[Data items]
• • • • •
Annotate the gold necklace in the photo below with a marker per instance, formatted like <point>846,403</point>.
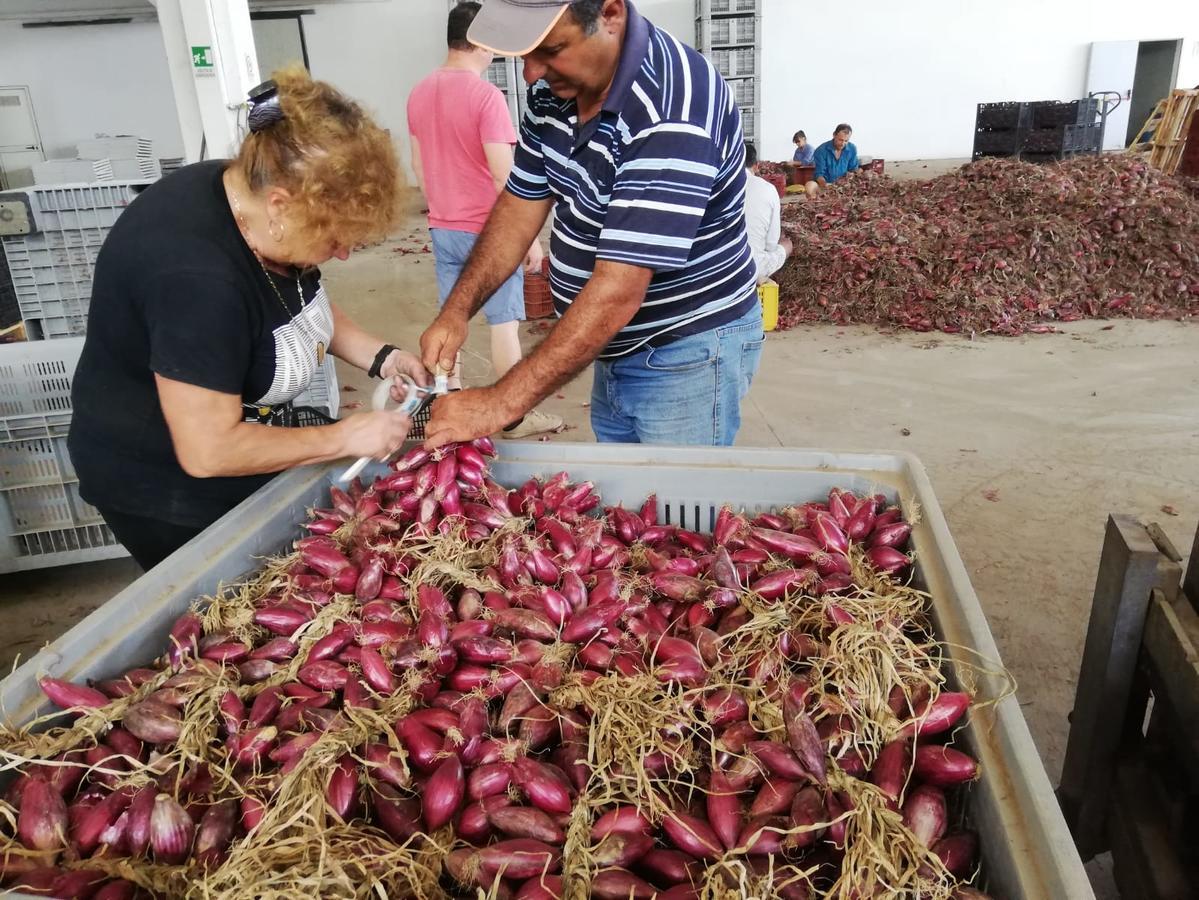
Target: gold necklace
<point>297,316</point>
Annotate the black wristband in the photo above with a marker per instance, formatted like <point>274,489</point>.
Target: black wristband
<point>380,358</point>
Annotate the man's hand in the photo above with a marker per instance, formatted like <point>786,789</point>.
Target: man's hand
<point>373,434</point>
<point>467,415</point>
<point>441,340</point>
<point>534,258</point>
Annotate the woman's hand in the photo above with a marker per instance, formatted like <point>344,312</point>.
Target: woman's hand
<point>401,362</point>
<point>374,434</point>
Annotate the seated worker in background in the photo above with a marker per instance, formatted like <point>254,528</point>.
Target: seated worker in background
<point>763,221</point>
<point>835,158</point>
<point>803,151</point>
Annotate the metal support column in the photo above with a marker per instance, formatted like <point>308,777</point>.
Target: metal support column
<point>210,52</point>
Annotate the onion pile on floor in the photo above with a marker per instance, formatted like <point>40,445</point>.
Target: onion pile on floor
<point>452,689</point>
<point>999,247</point>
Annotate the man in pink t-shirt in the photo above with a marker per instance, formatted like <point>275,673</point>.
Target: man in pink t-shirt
<point>462,152</point>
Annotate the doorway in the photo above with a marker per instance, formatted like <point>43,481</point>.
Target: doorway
<point>278,40</point>
<point>20,144</point>
<point>1157,72</point>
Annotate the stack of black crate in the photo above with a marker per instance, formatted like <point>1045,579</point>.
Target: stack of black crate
<point>1038,132</point>
<point>1000,128</point>
<point>1061,130</point>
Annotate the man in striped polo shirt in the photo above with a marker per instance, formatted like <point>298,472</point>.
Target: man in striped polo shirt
<point>634,144</point>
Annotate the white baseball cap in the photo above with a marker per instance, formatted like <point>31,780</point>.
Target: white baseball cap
<point>513,28</point>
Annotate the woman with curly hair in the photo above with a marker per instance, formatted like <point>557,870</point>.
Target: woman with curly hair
<point>208,318</point>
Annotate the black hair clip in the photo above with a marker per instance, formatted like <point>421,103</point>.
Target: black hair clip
<point>264,107</point>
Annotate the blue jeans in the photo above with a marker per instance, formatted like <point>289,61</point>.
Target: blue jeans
<point>686,392</point>
<point>451,249</point>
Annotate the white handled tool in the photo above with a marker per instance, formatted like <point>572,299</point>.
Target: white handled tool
<point>414,403</point>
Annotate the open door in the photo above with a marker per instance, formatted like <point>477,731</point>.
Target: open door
<point>1113,67</point>
<point>1157,73</point>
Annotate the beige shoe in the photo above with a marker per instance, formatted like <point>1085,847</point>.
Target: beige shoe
<point>535,422</point>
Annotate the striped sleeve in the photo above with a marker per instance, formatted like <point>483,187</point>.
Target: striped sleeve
<point>528,179</point>
<point>662,189</point>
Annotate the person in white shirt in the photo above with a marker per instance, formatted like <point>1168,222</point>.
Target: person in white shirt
<point>763,221</point>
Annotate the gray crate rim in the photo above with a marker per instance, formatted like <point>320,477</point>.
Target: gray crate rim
<point>1030,853</point>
• • • • •
Rewrite the lines starting at the one containing "Annotate the woman's" and ending at the one containing "<point>999,247</point>", requests included, with every point coordinate in the answers multiplied by 1.45 and rounded to a whole number, halves rounded up. Leave the numbers in the requests and their format samples as they are.

Annotate the woman's hand in the photo above with a marker per instance, formatted like <point>344,312</point>.
Target: woman's hand
<point>581,525</point>
<point>542,629</point>
Annotate the seated worker in background in the photo above with a marker per instance, formatted like <point>254,528</point>.
Target: seated worker in background
<point>1106,320</point>
<point>1211,229</point>
<point>1164,219</point>
Annotate the metal support column in the photo above with a marker per instance, formatted like <point>308,777</point>.
Target: metal support column
<point>305,75</point>
Annotate the onion pile on floor in the photo above with a marker per instance, formatted like <point>40,445</point>.
Target: onion pile on floor
<point>655,999</point>
<point>1449,358</point>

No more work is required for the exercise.